EXTRACTED TEXT:
The South China Sea on the “Day after Taiwan”
The South China Sea offers an ideal case study for future conflict off Chinese shores. Chinese and Western strategists once forecast that the Pacific Ocean constituted the most likely theater of twenty-first-century maritime competition between the United States and China. Admiral Liu Huaqing, the modern PLA Navy’s founding father, espoused an eastward-facing strategy, perhaps stemming from China’s preoccupation with a possible Taiwan contingency. Even Liu, however, included the South China Sea among the “near seas” where the Chinese navy must gird itself to prosecute active-defense operations. And indeed, the South China Sea is a more probable locus for contingencies pitting the PLA against the U.S. Navy. Beijing’s claim to “indisputable” or “irrefutable” sovereignty over most of that expanse, its construction and arming of artificial islands, and its heavy-handed conduct toward Southeast Asian neighbors have shifted the center of gravity for high-seas competition southward.
The South China Sea is China’s crucial gateway to the Indian Ocean. At least four strategic challenges beckon the attention of Chinese strategists southward. First and foremost, Taiwan, at the northern edge of the sea, continues to obsess China’s leadership. A formal declaration of independence or a Taiwanese breach of a Chinese redline such as constitutional reform remains the most likely casus belli for Beijing. But the cross-strait dispute is no longer the all-consuming issue it once was. If it has not already, China will soon gain the confidence to start looking past Taiwan to other pursuits in Southeast and South Asia.

TASKS:
a) List every ocean or sea that the passage on the South China Sea names.
b) Please write out the passage on the South China Sea from "The South China Sea is China’s" to "and South Asia.".
The data after this point comes from a different source than the text above.

DATA SECTION:
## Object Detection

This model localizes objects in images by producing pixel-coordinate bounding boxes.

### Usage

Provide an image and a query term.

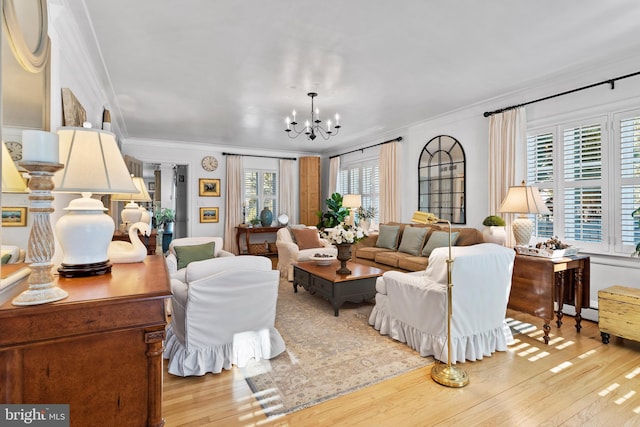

RESULTS BY TASK:
a) South China Sea, Pacific Ocean, Indian Ocean

b)
The South China Sea is China’s crucial gateway to the Indian Ocean. At least four strategic challenges beckon the attention of Chinese strategists southward. First and foremost, Taiwan, at the northern edge of the sea, continues to obsess China’s leadership. A formal declaration of independence or a Taiwanese breach of a Chinese redline such as constitutional reform remains the most likely casus belli for Beijing. But the cross-strait dispute is no longer the all-consuming issue it once was. If it has not already, China will soon gain the confidence to start looking past Taiwan to other pursuits in Southeast and South Asia.